> _DOCUMENT SECTION_:
+++
Globalization: China’s Challenges

Joseph Y. S. Cheng
City University of Hong Kong

Introduction: Embracing Globalization

When China first applied to join the General Agreement on Tariff and Trade (GATT), the Chinese leadership was probably not fully aware of the implications. The application was then shelved for some years because the Bill Clinton administration demanded that China should join as a developed country, which meant relinquishing the benefits for developing countries. The renewal of its negotiations with the US in early 1999 symbolized its embrace of globalization. Chinese Premier Zhu Rongji largely accepted the US conditions and the negotiations were not even derailed by the NATO bombing of the Chinese embassy in Belgrade.
China decided to join the World Trade Organization (WTO), the successor of the GATT, because Chinese leaders realized that China had to open its doors and accept international competition in order to join the ranks of the most advanced countries of the world. Refusal to embrace globalization would mean that China could never become a leading power, i.e., the ultimate nationalist objective of the Chinese leadership and the Chinese people (see for example, Ching and Yee 2003). While the economic success at the end of the previous century gave China much confidence in international competition, Chinese leaders were sober enough to realize the severe economic and political challenges of globalization. Premier Zhu Rongji, for example, was very concerned about the impact of importing grain on the livelihood of the vast peasantry in China.
+++
Position identification records:
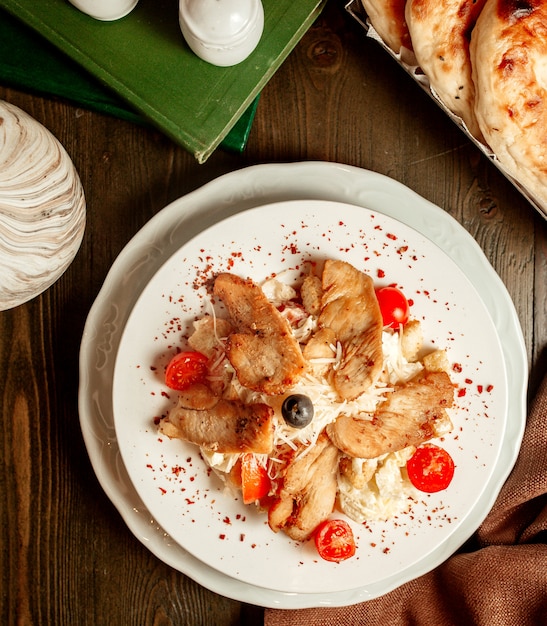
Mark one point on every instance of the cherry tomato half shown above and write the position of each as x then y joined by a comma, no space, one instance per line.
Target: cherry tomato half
255,482
393,306
334,540
185,369
430,468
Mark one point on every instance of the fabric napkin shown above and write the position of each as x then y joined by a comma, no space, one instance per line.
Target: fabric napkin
499,578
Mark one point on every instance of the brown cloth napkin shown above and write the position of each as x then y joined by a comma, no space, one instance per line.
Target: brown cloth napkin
499,578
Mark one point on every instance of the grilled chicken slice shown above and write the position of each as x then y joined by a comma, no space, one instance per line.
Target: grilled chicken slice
411,415
262,350
350,309
227,426
307,493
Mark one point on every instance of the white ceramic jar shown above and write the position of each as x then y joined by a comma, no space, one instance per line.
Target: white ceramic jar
222,32
105,10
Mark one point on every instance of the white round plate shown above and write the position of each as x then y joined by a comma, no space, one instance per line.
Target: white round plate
464,306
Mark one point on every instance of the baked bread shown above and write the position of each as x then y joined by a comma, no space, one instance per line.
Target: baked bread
440,32
388,20
509,57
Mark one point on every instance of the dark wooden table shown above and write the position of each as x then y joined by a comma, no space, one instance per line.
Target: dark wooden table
67,556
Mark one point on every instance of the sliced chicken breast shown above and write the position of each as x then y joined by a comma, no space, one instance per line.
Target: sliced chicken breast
307,493
350,310
229,426
408,417
262,350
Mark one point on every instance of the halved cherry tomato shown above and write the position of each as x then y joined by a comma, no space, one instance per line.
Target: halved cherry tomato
430,468
185,369
393,306
334,540
255,482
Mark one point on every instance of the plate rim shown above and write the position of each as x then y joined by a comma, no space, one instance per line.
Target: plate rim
355,182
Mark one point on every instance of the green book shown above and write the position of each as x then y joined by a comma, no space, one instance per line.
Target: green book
144,60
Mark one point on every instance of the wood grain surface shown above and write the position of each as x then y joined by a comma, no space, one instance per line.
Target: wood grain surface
67,556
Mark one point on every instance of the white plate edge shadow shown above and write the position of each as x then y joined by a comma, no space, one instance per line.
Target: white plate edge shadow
229,194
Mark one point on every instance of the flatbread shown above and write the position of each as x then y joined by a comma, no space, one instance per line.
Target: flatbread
440,31
509,57
388,20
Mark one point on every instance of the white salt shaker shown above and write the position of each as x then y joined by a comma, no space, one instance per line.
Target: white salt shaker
105,10
222,32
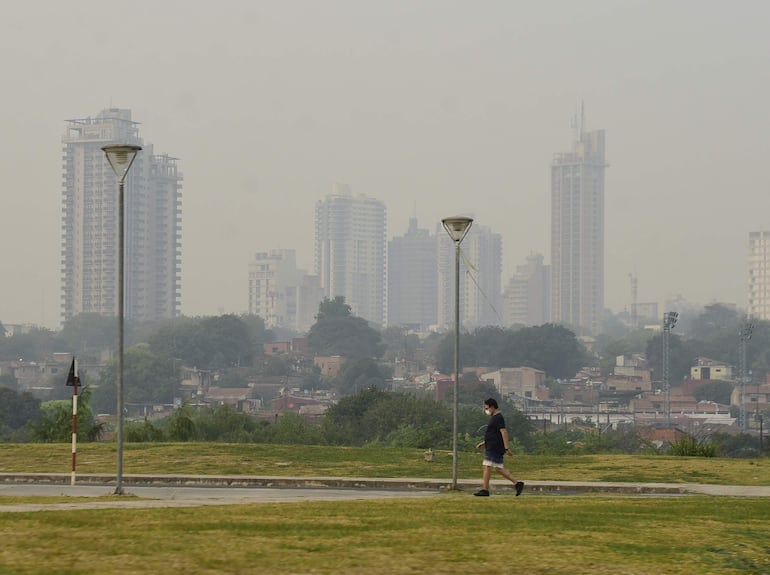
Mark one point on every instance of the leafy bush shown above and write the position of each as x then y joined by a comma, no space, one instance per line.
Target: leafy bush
689,446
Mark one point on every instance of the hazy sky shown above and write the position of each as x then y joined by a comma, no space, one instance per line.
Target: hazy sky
436,107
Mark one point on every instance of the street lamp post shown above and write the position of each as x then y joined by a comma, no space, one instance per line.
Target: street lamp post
457,228
669,321
120,157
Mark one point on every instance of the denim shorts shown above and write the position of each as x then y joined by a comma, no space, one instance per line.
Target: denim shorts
492,459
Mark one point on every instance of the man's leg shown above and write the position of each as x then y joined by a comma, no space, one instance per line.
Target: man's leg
485,476
505,473
519,484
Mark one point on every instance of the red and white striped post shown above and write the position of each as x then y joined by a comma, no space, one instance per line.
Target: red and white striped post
74,380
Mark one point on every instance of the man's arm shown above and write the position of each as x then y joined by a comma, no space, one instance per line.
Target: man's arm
504,433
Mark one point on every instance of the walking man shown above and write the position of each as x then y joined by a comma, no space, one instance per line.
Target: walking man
495,446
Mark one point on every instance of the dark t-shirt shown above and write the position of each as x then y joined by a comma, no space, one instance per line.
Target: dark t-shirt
493,439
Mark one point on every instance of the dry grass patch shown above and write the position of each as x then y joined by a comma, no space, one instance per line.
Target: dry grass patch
283,460
454,534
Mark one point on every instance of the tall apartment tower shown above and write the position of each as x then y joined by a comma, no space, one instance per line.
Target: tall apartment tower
412,279
527,297
577,233
480,278
759,275
281,294
350,252
152,201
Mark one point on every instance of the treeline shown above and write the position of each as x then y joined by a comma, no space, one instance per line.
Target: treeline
369,417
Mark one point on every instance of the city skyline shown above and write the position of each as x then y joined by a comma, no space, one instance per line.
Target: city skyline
438,108
90,216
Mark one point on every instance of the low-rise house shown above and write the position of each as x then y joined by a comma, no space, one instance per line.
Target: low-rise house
706,368
521,381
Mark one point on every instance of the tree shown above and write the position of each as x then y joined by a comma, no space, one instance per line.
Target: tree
87,334
337,332
55,422
374,415
208,343
549,347
147,378
717,391
681,358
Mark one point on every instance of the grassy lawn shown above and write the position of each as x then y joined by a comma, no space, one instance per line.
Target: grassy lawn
262,459
451,533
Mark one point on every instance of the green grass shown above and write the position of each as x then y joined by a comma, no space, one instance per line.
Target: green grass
283,460
451,533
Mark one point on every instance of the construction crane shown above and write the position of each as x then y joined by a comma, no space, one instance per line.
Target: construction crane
634,293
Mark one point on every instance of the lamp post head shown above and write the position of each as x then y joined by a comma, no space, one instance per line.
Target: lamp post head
669,319
457,227
120,157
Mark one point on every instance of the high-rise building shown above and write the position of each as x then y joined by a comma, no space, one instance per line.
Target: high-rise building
759,275
527,297
281,294
350,252
577,233
480,278
153,224
412,279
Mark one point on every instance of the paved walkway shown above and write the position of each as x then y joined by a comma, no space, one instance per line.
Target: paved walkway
148,491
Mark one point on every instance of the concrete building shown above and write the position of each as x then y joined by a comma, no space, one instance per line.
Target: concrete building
759,275
520,381
153,223
350,252
412,279
527,297
281,294
480,278
577,233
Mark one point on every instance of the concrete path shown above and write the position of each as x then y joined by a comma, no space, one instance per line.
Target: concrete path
147,491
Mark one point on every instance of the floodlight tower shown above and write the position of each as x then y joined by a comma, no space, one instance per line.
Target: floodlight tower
669,321
743,335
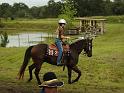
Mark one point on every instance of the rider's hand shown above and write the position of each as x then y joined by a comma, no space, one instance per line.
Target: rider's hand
67,37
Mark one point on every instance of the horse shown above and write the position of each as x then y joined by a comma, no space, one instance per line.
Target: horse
39,55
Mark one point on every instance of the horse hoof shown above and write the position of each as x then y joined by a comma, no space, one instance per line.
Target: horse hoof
69,82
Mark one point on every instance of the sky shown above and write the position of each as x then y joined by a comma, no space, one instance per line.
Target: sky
30,3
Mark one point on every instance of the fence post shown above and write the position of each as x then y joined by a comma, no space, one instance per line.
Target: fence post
28,40
19,40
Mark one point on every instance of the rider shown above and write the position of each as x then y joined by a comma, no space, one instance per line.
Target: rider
60,36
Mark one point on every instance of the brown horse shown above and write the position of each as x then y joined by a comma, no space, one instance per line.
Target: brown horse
39,55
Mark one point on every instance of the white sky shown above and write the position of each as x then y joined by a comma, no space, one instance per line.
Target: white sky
30,3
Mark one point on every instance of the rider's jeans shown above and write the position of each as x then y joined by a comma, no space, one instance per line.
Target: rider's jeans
58,43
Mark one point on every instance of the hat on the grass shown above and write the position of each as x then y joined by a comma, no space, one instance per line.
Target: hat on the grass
50,80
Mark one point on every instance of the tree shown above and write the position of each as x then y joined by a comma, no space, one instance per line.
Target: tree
5,10
68,12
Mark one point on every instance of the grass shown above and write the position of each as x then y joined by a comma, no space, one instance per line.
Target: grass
102,73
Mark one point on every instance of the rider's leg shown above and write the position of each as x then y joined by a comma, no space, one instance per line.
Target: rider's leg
59,46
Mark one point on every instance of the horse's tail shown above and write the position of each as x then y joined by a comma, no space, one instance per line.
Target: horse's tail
25,62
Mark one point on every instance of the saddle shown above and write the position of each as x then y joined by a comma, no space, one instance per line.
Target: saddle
53,50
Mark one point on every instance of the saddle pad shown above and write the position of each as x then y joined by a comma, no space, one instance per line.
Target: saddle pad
53,50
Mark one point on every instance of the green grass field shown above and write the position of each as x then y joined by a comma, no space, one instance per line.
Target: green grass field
102,73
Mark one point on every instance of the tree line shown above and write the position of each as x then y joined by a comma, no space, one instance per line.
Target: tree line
53,9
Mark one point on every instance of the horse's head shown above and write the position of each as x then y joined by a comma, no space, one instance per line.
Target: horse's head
88,47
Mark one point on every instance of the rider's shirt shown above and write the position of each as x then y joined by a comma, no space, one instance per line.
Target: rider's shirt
60,32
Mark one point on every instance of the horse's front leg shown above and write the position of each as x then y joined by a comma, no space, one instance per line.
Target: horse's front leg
37,70
30,71
69,74
75,68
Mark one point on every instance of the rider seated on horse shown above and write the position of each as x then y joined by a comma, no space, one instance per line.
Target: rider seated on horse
59,39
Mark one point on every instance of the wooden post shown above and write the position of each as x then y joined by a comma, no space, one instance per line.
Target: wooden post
19,40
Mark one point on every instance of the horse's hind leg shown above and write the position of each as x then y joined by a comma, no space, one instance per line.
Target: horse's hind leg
75,68
69,75
37,70
31,67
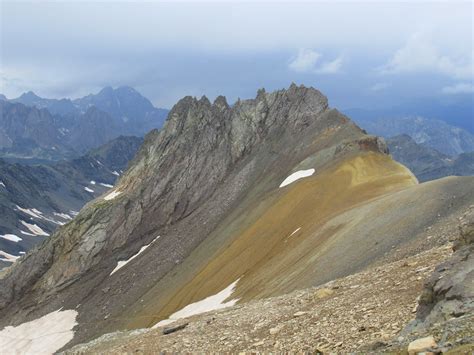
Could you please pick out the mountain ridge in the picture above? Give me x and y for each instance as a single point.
(203, 207)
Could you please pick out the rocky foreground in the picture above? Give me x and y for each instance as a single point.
(420, 303)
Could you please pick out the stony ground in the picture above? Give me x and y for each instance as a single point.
(356, 313)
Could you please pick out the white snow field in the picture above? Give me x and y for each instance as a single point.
(207, 304)
(112, 195)
(296, 176)
(44, 335)
(33, 212)
(4, 256)
(122, 263)
(295, 231)
(11, 237)
(35, 229)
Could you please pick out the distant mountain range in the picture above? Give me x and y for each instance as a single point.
(447, 139)
(36, 129)
(455, 110)
(427, 163)
(35, 200)
(230, 204)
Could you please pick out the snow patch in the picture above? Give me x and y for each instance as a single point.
(33, 212)
(62, 215)
(122, 263)
(296, 176)
(112, 195)
(35, 229)
(11, 237)
(4, 256)
(207, 304)
(295, 231)
(44, 335)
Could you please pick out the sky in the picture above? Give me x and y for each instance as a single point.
(359, 54)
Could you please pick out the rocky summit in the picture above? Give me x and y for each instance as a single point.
(242, 206)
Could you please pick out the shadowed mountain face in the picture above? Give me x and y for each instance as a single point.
(427, 163)
(35, 200)
(135, 113)
(269, 195)
(34, 129)
(30, 132)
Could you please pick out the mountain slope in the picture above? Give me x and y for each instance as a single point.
(30, 132)
(427, 163)
(35, 200)
(133, 112)
(436, 134)
(203, 209)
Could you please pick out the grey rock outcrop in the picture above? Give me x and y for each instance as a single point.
(449, 292)
(183, 182)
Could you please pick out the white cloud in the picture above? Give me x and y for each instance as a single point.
(380, 86)
(307, 61)
(330, 67)
(420, 54)
(459, 88)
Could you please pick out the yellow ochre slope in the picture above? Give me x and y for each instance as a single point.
(275, 253)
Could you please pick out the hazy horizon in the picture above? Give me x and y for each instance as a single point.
(358, 54)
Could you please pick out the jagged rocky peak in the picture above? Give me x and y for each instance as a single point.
(294, 106)
(221, 103)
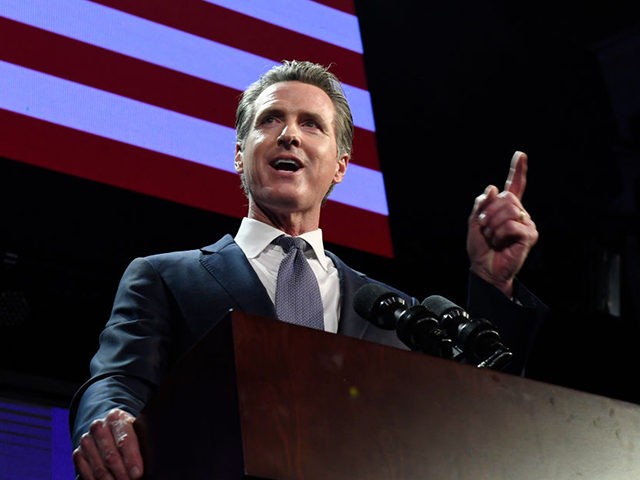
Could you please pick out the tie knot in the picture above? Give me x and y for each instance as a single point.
(287, 243)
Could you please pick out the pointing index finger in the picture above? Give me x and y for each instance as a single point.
(517, 179)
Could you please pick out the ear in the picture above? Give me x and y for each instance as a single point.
(237, 163)
(341, 168)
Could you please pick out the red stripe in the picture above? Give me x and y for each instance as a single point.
(246, 33)
(346, 6)
(126, 76)
(356, 228)
(105, 161)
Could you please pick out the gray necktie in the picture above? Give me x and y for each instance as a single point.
(297, 293)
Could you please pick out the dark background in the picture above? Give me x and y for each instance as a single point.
(457, 87)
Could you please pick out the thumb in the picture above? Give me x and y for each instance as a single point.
(517, 178)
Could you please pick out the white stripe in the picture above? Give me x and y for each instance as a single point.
(158, 44)
(303, 16)
(119, 118)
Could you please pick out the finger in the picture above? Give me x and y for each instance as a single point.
(88, 456)
(82, 465)
(481, 200)
(109, 454)
(517, 178)
(127, 442)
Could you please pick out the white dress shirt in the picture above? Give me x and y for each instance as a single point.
(255, 237)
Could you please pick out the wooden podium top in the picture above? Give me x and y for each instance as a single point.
(259, 398)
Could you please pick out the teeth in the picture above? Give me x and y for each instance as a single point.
(285, 164)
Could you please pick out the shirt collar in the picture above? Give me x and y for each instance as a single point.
(254, 236)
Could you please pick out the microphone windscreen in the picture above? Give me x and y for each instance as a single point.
(438, 305)
(366, 299)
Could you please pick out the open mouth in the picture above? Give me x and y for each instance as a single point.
(285, 164)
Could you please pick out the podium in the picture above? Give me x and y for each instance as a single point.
(257, 398)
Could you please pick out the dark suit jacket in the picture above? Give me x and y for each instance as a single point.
(166, 302)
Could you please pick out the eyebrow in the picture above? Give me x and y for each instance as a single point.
(279, 112)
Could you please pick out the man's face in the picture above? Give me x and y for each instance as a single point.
(290, 155)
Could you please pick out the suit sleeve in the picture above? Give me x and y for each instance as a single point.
(518, 321)
(133, 351)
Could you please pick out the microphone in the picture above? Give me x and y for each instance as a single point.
(415, 326)
(478, 339)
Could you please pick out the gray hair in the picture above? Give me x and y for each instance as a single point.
(306, 72)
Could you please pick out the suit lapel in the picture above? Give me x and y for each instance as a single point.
(226, 262)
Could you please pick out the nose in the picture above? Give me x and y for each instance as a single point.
(290, 136)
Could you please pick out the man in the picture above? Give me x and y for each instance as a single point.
(294, 135)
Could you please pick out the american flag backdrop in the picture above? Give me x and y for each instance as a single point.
(141, 94)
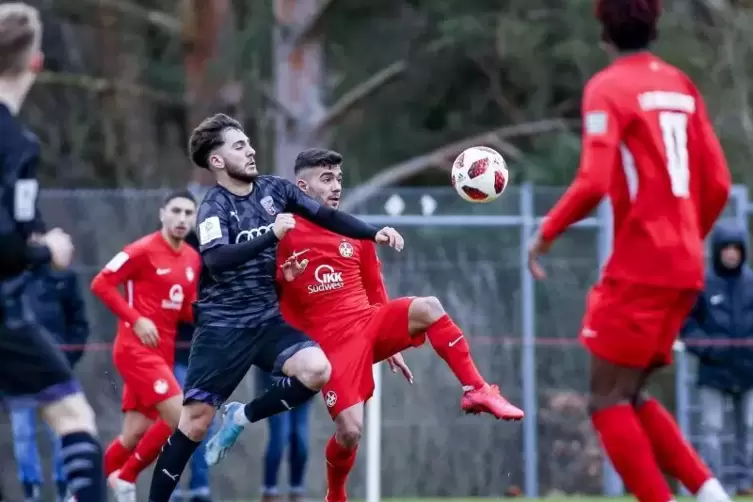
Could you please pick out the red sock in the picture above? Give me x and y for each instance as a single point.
(340, 461)
(115, 456)
(675, 455)
(629, 449)
(450, 344)
(146, 451)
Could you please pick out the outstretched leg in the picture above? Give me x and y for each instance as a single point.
(426, 315)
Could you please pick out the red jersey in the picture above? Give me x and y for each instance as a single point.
(342, 282)
(649, 145)
(160, 283)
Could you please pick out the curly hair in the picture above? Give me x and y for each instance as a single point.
(628, 24)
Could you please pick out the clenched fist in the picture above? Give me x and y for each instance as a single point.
(391, 237)
(60, 246)
(284, 223)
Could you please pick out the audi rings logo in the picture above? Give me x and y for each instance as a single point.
(254, 233)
+++
> _TASK LIST_:
a. In the passage on China and globalization, update the wording from "China decided to" to "peasantry in China.", changing "international competition" to "global competition".
b. List every all-capital abbreviation for an organization or country that appears in the passage on China and globalization.

> _RESULTS BY TASK_:
a.
China decided to join the World Trade Organization (WTO), the successor of the GATT, because Chinese leaders realized that China had to open its doors and accept global competition in order to join the ranks of the most advanced countries of the world. Refusal to embrace globalization would mean that China could never become a leading power, i.e., the ultimate nationalist objective of the Chinese leadership and the Chinese people (see for example, Ching and Yee 2003). While the economic success at the end of the previous century gave China much confidence in global competition, Chinese leaders were sober enough to realize the severe economic and political challenges of globalization. Premier Zhu Rongji, for example, was very concerned about the impact of importing grain on the livelihood of the vast peasantry in China.

b. GATT, US, NATO, WTO